** start of Exercise inputs **
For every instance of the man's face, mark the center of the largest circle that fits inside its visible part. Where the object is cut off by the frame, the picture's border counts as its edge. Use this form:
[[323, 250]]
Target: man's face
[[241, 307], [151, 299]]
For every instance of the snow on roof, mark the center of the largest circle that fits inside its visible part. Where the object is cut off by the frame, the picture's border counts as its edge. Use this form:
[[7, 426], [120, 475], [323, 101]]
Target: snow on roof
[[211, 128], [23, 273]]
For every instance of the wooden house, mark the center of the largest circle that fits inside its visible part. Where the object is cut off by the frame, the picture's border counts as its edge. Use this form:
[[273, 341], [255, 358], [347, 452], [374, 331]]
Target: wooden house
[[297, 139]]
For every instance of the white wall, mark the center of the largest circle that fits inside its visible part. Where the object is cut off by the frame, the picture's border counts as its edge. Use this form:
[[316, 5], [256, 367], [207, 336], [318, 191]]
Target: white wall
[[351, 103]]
** end of Exercise inputs **
[Instruction] Copy every line of the material above without changing anything.

[Response to this task]
For every instance of the man's face, mark the center of the largest circle that fits inside its visible part. Where the object is cut off by the frame, the picture's border counts as its edge. Use this form:
[[323, 250]]
Target: man's face
[[241, 307], [151, 299]]
For every instance of the snow on roof, mark the center of the largest circle that fits inside its visible part. Where the object is cut off by the frame, the picture's border counts as its edge. Use this form:
[[7, 426], [120, 475], [323, 101]]
Target: snow on roof
[[211, 128], [23, 273]]
For every instance of the wooden house, mark the center of the largest circle that fits inside its visible part. Where the object is cut off by the frame, the picture's border counts as its edge. Use this form:
[[273, 341], [255, 358], [347, 452], [374, 331]]
Target: wooden house
[[297, 139]]
For every instance of the white wall, mark the center of the largest circle that fits inside its visible part. Where the object is cut off by the frame, the picture's border counts as its edge. Use this form:
[[316, 5], [256, 367], [207, 336], [318, 191]]
Target: white wall
[[351, 103]]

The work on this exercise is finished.